Dataset records:
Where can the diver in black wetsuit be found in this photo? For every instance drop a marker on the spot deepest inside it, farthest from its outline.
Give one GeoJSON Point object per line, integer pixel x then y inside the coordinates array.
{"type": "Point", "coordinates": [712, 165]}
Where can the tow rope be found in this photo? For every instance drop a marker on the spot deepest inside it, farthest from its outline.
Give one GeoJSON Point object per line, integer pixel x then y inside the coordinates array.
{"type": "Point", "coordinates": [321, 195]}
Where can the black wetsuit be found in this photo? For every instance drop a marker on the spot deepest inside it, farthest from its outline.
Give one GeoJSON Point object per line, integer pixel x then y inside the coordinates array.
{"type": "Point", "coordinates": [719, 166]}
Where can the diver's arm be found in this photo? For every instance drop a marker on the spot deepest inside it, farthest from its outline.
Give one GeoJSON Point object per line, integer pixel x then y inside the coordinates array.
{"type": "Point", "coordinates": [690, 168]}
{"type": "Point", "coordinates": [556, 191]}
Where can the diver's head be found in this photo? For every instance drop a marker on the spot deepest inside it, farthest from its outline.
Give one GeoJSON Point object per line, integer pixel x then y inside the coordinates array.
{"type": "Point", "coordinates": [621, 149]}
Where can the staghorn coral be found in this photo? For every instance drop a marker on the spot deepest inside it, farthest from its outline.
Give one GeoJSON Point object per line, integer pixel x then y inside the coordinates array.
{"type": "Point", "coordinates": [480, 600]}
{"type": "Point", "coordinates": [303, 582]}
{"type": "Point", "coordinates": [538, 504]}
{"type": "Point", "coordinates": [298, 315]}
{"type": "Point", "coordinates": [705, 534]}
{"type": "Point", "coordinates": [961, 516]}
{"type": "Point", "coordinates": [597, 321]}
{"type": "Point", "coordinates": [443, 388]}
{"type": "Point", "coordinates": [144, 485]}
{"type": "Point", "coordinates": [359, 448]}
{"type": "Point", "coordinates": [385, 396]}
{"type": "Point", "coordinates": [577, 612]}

AIM: Your task is to repeat each line of the material exactly.

EXERCISE RESPONSE:
Where can the diver in black wetsuit be found in this photo? For every instance drop a marker on the spot deepest inside it, farthest from its outline.
Give one GeoJSON Point object per line, integer pixel x then y inside the coordinates array.
{"type": "Point", "coordinates": [712, 165]}
Where can the tow rope be found in this photo? For every instance drop a marker on the spot deepest inside it, farthest from its outline.
Give one GeoJSON Point object per line, integer pixel x then y inside the coordinates array.
{"type": "Point", "coordinates": [321, 195]}
Where can the black wetsuit be found in this photo? For every instance drop a marker on the spot deepest inside it, farthest from its outline.
Give one GeoJSON Point object per line, integer pixel x then y inside the coordinates array.
{"type": "Point", "coordinates": [719, 166]}
Where can the diver's arm be found in this photo? For every instance drop a marker on the spot deepest inside it, farthest from its outline.
Give one GeoJSON Point object per line, integer pixel x then y inside the coordinates array.
{"type": "Point", "coordinates": [690, 168]}
{"type": "Point", "coordinates": [556, 191]}
Where can the diver's head be found in this photo? For every instance drop a marker on the spot deepest inside it, farthest from its outline.
Give one GeoJSON Point object per line, integer pixel x then y inside the coordinates array.
{"type": "Point", "coordinates": [621, 149]}
Where can the staghorn coral be found in this photo? For every instance drop a marker on the spot deepest inside it, farthest from its outline.
Give one GeoJSON Point object per line, integer pixel x then y inside the coordinates array.
{"type": "Point", "coordinates": [480, 600]}
{"type": "Point", "coordinates": [303, 582]}
{"type": "Point", "coordinates": [538, 504]}
{"type": "Point", "coordinates": [298, 315]}
{"type": "Point", "coordinates": [705, 534]}
{"type": "Point", "coordinates": [961, 516]}
{"type": "Point", "coordinates": [597, 321]}
{"type": "Point", "coordinates": [443, 388]}
{"type": "Point", "coordinates": [144, 485]}
{"type": "Point", "coordinates": [359, 448]}
{"type": "Point", "coordinates": [385, 396]}
{"type": "Point", "coordinates": [577, 612]}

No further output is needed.